--- Start of MATERIAL FOR THIS EXERCISE ---
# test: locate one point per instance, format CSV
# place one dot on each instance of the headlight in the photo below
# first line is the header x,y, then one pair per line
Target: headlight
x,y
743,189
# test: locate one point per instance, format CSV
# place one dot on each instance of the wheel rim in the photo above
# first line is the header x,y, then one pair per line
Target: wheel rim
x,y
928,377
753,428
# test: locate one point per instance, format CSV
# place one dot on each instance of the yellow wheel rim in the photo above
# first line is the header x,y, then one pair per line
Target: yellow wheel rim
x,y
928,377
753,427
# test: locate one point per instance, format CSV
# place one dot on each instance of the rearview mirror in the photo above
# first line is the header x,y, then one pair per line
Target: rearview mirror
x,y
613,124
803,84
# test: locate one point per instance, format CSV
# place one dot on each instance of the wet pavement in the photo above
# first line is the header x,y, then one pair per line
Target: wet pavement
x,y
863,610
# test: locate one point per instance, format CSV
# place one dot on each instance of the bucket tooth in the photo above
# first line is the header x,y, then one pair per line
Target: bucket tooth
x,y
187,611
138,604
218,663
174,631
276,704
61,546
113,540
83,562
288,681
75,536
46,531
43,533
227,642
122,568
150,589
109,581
--- End of MATERIAL FOR THIS EXERCISE ---
- **TASK DIRECTIONS**
Return all of the lines above word for word, without changing anything.

- **ANSWER TO THIS TASK**
# test: locate one point per instance, format CSV
# place one dot on each instance of the headlight in the photo below
# first line is the header x,y, then one pair per line
Target: headlight
x,y
743,189
# test: locate one point per instance, format CSV
# place one dot on each instance of the wheel rim in the photo above
# first line is the header x,y, then one pair per line
Target: wheel rim
x,y
928,377
753,428
# test: locate one point per instance, format CSV
# place one dot on each instance of the yellow wheel rim in the photo above
# first line is the header x,y, then one pair per line
Target: yellow wheel rim
x,y
928,377
753,427
# test: locate one point per instance, format CSV
# place one dot on each instance of the rearview mirror in the photo above
# first line is the header x,y, then one pair per line
Target: rearview mirror
x,y
613,124
803,84
# test: locate one point per instance, format CSV
# place one dot on each instance of the wet pavement in the photo above
# first line is the header x,y, then one pair per line
Target: wet pavement
x,y
863,610
# test: locate one point per instance, format CSV
# place one dot on each instance of the bucket tooth in the photo above
# first line is the header x,y, then one pair per line
Target: bucket tooth
x,y
187,611
138,604
218,663
174,631
276,704
61,546
113,540
83,562
288,681
75,536
46,531
43,533
227,642
122,568
150,589
109,581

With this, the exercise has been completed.